─── Texte fourni ───
Une autre sorte de retraite d’initiation monastique est représentée par le noviciat, période d’essai relativement longue avant l’incorporation dans une communauté religieuse. Pendant le noviciat, les candidats sont séparés des autres – même des membres professés de la communauté – et placés sous la direction d’un maître, qui les instruit et teste leur vocation. Le noviciat apparaît dans la tradition bouddhiste, où il est appelé upasaṃpadā (« but, arrivée »). Il a pour but de préparer les novices à entrer sur la voie du salut et se termine par une cérémonie d’onction (abhiṣeka ) qui les consacre. Dans le monachisme chrétien, une période initiale d’instruction et d’épreuve est née chez les anachorètes du IVe siècle. Il s’agissait d’une période assez longue, qui se terminait lorsque l’aîné responsable jugeait que le novice avait atteint la maturité requise et l’invitait à se retirer dans une solitude choisie. Dans les communautés monastiques, le noviciat a été réduit à une période d’un an. Actuellement, il dure de un à deux ans, selon la coutume. À l’origine, l’année de noviciat commençait par l’investiture du novice dans l’habit, alors qu’elle s’est ensuite terminée par son engagement dans la vie religieuse. Outre cette investiture, une autre caractéristique observée dans le passé était le changement de nom du novice, pour indiquer qu’un individu séculier était mort et qu’un religieux était né. La théologie chrétienne médiévale de la profession religieuse comme un second baptême renvoyait à cette idée d’une mort et d’une renaissance symboliques.

Retraites de renouveau spirituel

La pratique du retrait pendant une période relativement brève afin de se revitaliser spirituellement semble être attestée dans toutes les religions qui accordent une grande importance à l’expérience spirituelle de l’individu. La retraite dans les bois constitue l’une des étapes de la voie idéale de l’hindou. Même les maîtres retournent périodiquement dans la solitude de la forêt, afin de se rencontrer plus profondément. Mais c’est surtout dans l’islam et le christianisme que ce type de retraite a été le plus populaire.

Islam

La coutume de consacrer une période de temps à la prière et au jeûne (khalwah ), tout en se retirant des contacts sociaux et des occupations ordinaires, est amplement documentée dans le monde musulman bien plus tôt que dans la chrétienté. La source d’inspiration de cette pratique est le fait que, selon le Qurʾān, Dieu a donné la Loi à Moïse au terme d’une retraite de quarante jours (sūrah 7:142). Il est également dit qu’Adam reçut son souffle de vie seulement quarante jours après avoir été formé à partir de l’argile. Le Prophète lui-même a laissé un exemple, en allant fréquemment en retraite. Le grand mystique andalou Muḥammad ibn al-ʿArabī (m. 1240) raconte les révélations qu’il reçut lors d’une retraite qu’il fit très jeune à Séville (Al-futūḥāt al-makkīyah, Le Caire, ah 1329/1911 ce, vol. 1, p. 186). Ibn al-ʿArabī a également écrit un traité sur les conditions de la retraite, le Kitāb al-khalwah. Un siècle plus tard, l’Indien Sharaf al-Dīn Manērī (d. 1381) consacre l’une de ses Cent Lettres à expliquer l’origine et le but de la retraite. Un élément essentiel de celle-ci est le souvenir de Dieu, c’est-à-dire le sentiment de la présence de Dieu et l’invocation de son nom. En ravivant le sentiment de la présence divine, la retraite guérit et fortifie l’âme, et la dispose à poursuivre cette présence lorsque le retraitant retourne à la vie ordinaire.
───
Consignes de l'exercice:
- A) Dressez la liste de toutes les personnes nommées ou désignées dans la partie « Islam » du texte sur les retraites religieuses, Dieu excepté.
- B) Rédigez la suite du texte sur les retraites religieuses, en commençant après sa dernière phrase.
─── Lignes de données ───
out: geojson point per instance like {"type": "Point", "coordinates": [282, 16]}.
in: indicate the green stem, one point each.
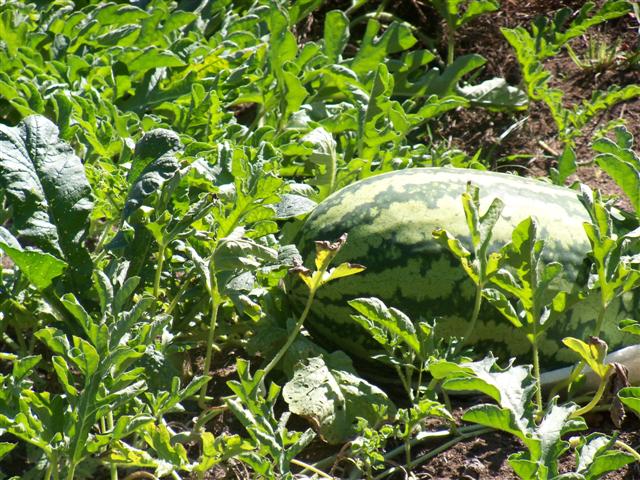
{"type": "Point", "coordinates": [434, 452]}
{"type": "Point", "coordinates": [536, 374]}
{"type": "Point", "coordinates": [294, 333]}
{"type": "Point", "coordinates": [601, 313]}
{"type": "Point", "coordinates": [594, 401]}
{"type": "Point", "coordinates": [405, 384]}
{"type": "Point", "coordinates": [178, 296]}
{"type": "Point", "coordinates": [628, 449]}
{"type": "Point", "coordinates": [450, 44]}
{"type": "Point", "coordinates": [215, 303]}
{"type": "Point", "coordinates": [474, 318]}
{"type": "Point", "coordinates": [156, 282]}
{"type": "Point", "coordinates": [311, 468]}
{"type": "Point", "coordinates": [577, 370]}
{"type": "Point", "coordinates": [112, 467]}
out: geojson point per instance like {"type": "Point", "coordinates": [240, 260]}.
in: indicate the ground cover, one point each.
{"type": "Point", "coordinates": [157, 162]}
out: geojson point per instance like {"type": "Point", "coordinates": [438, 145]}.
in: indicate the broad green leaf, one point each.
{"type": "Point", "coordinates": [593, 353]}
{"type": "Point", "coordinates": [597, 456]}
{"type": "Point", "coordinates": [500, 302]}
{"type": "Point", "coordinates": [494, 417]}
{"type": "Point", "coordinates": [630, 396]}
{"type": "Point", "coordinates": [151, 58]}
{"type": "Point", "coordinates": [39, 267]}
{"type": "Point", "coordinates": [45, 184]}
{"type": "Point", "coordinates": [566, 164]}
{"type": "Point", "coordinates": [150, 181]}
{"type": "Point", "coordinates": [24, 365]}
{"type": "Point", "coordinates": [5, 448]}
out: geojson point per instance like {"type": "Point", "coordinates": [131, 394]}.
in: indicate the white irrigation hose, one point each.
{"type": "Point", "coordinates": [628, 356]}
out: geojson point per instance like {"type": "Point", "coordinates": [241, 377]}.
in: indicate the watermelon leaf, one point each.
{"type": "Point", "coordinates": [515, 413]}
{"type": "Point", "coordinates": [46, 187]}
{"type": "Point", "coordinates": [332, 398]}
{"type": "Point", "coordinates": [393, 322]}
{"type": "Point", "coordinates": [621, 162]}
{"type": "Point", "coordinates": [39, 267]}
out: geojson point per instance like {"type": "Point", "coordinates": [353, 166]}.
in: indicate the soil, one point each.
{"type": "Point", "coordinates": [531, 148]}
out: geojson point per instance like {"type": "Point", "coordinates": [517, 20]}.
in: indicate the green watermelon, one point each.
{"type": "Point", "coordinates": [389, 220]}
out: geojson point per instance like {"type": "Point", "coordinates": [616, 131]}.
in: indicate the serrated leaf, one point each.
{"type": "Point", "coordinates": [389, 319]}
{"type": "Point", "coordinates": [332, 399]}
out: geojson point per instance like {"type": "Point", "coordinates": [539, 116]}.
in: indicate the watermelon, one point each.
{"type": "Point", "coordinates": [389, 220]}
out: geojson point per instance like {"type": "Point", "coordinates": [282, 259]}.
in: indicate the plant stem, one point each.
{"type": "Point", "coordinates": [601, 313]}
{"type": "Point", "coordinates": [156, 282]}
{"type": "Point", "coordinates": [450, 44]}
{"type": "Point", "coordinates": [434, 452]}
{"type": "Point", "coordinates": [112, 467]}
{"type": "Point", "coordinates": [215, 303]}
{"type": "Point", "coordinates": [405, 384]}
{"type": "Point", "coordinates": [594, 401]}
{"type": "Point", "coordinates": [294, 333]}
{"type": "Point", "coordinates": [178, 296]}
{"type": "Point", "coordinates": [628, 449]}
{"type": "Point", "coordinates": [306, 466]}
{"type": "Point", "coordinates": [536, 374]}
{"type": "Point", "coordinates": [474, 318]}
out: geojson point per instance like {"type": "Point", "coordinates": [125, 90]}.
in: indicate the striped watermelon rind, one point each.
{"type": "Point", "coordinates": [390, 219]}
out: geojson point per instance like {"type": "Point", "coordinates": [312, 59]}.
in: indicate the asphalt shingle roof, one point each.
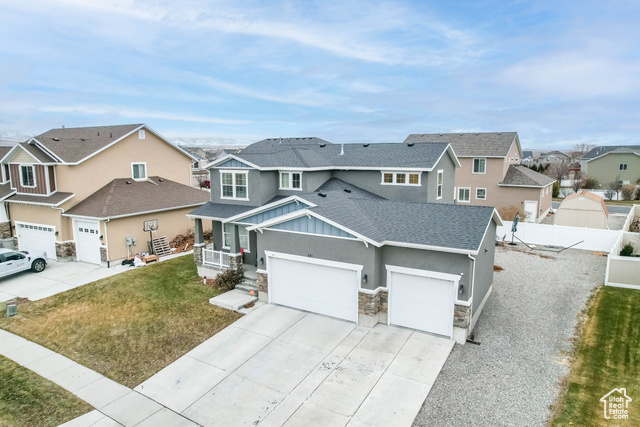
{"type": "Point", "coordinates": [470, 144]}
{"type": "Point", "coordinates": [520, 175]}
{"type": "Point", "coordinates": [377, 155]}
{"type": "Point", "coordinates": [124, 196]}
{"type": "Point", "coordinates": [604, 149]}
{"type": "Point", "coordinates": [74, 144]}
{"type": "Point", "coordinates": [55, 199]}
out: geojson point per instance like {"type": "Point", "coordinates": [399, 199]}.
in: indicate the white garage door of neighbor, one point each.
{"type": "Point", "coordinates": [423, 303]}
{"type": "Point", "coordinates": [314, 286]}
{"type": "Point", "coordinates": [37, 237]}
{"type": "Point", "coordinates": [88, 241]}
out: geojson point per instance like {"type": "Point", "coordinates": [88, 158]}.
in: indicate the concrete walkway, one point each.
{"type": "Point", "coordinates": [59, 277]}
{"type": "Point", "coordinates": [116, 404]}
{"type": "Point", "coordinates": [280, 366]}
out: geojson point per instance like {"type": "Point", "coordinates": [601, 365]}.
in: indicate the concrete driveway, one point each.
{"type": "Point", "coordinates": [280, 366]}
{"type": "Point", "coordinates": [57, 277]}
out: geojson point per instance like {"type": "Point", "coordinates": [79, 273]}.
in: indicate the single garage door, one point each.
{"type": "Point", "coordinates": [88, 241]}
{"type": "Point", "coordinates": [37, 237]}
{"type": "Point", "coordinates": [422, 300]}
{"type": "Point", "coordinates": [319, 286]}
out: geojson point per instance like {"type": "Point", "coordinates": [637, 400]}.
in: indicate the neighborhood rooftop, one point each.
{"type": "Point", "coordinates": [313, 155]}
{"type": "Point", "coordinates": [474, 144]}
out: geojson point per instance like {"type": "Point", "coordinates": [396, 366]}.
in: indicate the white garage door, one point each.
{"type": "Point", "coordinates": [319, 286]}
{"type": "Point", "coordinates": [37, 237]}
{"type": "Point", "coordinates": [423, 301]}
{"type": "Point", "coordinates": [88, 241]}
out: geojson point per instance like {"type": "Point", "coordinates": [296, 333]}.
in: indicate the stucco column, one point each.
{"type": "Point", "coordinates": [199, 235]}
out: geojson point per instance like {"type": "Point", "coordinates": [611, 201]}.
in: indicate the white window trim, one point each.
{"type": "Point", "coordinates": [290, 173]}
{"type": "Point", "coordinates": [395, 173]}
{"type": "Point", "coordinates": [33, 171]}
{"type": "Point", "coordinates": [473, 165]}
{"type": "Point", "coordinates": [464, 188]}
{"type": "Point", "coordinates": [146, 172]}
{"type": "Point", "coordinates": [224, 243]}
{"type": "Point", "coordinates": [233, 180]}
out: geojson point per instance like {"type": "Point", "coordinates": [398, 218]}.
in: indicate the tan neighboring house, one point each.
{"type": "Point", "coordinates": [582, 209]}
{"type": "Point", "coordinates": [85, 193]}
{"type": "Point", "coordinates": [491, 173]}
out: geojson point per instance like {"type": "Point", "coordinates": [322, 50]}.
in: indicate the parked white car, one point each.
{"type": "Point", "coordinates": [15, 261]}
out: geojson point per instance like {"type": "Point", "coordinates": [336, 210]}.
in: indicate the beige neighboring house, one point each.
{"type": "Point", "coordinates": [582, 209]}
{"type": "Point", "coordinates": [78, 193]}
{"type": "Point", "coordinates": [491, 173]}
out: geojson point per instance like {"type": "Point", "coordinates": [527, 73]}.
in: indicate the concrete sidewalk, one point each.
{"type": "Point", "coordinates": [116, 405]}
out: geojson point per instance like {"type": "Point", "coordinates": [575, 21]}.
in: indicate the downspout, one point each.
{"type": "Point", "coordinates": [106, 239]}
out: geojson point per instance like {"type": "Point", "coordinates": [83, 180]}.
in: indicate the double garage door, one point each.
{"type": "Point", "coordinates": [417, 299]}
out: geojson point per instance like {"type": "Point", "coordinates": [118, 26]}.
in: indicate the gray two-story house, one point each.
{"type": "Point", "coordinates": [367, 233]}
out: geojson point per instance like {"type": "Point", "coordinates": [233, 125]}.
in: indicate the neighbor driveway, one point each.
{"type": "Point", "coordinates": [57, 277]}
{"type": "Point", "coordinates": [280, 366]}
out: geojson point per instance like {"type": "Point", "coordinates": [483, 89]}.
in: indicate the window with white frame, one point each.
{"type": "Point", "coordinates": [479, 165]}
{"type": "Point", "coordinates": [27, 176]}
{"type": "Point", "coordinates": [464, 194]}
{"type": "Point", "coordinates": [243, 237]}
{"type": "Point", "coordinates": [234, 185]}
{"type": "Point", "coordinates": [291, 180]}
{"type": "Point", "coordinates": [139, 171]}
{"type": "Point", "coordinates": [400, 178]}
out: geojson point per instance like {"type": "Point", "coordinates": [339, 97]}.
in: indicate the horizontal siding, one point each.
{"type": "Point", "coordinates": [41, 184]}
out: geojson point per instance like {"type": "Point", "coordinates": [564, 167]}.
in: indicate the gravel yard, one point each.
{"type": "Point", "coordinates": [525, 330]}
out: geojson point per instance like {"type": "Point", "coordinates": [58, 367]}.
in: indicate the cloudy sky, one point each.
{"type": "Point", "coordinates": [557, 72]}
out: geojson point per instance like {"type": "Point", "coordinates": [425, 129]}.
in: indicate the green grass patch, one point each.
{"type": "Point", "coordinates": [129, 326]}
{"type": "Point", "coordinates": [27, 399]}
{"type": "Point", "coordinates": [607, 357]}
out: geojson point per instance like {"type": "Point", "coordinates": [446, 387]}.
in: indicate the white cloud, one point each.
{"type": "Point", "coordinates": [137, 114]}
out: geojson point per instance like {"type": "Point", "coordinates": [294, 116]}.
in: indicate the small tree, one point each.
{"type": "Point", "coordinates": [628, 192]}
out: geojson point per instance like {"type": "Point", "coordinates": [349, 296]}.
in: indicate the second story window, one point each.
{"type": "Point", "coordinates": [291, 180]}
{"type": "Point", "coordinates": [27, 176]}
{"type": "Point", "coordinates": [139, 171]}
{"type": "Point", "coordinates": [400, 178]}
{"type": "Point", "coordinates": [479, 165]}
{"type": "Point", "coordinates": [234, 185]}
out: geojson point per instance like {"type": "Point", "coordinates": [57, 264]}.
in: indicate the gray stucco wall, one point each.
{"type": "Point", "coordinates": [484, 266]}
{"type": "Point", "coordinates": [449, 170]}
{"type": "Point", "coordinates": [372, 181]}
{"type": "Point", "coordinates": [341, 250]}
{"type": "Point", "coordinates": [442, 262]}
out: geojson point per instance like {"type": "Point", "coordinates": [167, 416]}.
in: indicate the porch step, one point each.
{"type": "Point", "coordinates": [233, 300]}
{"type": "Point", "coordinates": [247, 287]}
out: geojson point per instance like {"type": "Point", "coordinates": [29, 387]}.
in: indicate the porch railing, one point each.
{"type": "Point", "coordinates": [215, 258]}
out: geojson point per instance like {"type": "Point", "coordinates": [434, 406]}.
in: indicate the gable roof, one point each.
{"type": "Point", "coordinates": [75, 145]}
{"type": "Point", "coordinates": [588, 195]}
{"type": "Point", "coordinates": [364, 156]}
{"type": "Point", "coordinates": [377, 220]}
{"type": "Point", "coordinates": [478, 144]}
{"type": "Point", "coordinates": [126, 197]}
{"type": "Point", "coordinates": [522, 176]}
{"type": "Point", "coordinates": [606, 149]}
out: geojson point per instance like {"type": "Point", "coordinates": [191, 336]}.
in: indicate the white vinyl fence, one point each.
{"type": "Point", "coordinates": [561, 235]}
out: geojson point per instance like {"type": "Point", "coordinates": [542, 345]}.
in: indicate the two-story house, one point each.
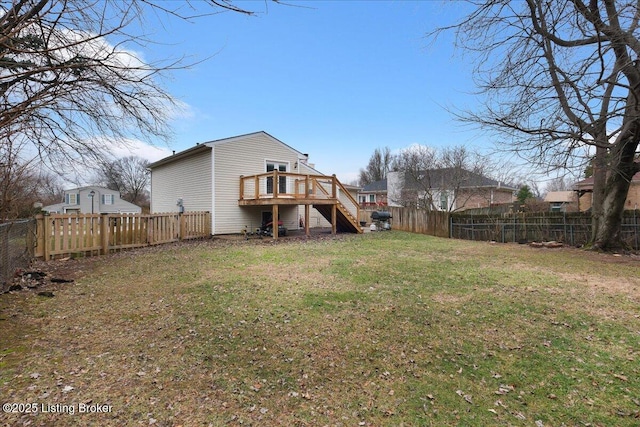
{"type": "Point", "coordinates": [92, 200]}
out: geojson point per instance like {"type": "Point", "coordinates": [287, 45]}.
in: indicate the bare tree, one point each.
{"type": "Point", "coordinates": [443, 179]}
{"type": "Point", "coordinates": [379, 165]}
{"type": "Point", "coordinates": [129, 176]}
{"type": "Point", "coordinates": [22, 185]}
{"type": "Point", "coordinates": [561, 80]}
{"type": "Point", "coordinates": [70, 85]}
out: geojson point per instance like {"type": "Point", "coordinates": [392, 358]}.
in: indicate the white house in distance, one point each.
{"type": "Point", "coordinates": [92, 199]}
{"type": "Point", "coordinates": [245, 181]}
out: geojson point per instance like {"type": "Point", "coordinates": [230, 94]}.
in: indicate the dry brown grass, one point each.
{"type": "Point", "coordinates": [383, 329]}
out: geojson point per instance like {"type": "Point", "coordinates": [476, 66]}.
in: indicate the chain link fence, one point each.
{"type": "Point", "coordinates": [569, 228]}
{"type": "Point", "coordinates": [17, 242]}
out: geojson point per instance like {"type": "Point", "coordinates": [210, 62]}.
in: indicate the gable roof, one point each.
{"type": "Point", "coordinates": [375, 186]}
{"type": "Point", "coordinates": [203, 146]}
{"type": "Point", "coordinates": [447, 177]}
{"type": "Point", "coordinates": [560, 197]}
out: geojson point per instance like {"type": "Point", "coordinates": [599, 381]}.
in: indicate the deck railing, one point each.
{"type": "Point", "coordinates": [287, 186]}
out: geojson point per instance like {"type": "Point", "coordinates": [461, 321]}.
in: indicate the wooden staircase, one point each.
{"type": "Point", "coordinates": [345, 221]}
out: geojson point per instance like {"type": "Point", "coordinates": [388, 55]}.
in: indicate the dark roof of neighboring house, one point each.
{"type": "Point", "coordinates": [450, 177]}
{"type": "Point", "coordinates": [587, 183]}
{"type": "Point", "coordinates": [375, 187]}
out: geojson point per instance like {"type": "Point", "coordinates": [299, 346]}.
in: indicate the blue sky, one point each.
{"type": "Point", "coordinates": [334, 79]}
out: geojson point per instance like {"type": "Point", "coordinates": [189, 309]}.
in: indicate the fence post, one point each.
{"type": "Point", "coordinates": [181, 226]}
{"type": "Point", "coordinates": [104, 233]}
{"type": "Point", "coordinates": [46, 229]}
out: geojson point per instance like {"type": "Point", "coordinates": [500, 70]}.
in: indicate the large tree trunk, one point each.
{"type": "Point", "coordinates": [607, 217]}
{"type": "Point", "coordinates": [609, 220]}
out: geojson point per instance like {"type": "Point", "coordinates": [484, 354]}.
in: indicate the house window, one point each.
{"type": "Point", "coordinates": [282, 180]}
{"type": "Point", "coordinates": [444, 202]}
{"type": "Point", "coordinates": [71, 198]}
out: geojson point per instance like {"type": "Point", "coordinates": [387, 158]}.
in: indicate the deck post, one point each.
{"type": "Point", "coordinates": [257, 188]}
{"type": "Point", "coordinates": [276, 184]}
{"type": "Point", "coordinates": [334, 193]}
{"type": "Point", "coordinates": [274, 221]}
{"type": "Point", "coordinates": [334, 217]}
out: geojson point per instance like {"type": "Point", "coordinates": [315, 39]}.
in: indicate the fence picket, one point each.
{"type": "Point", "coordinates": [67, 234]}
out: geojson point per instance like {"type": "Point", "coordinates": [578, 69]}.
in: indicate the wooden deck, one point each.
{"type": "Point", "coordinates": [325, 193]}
───
Corrigé de l'exercice:
- A) Moïse, Adam, le Prophète, Muḥammad ibn al-ʿArabī, Sharaf al-Dīn Manērī

- B)
Dans les ordres Ṣūfī, le supérieur d’une maison est obligé de faire périodiquement une retraite. Les novices, eux aussi, doivent faire une retraite, ordinairement de quarante jours. Cette expérience de quarante jours doit être faite dans un lieu solitaire ou, si l’on est membre d’une communauté, dans une cellule obscure. Le jeûne est essentiel à ce genre de retraite : Celui qui en fait l’expérience doit réduire considérablement sa consommation de nourriture tout au long de celle-ci, et s’abstenir complètement de manger pendant les trois derniers jours. La vie des mystiques Ṣūfī contient de nombreuses allusions à cette pratique (voir Javad Nurbakhsh, Masters of the Path, New York, 1980, p. 115, 117). Ibn al-ʿArabī raconte une retraite qu’il fit avec le maître Abū Zakarīyāʾ Yaḥyā ibn Ḥassān (Sufis of Andalusia, Berkeley, Calif, 1971, p. 138).

Christianisme

Dans le christianisme, surtout au cours des derniers siècles, ce type de retraite, visant au renouvellement spirituel de l’individu par la méditation, la prière et le silence, a atteint un haut niveau de développement. Une telle retraite est souvent faite sous la direction d’un maître, qui engage un dialogue périodique avec le retraitant individuel, ou bien délivre des instructions, lorsque la retraite est faite par un groupe.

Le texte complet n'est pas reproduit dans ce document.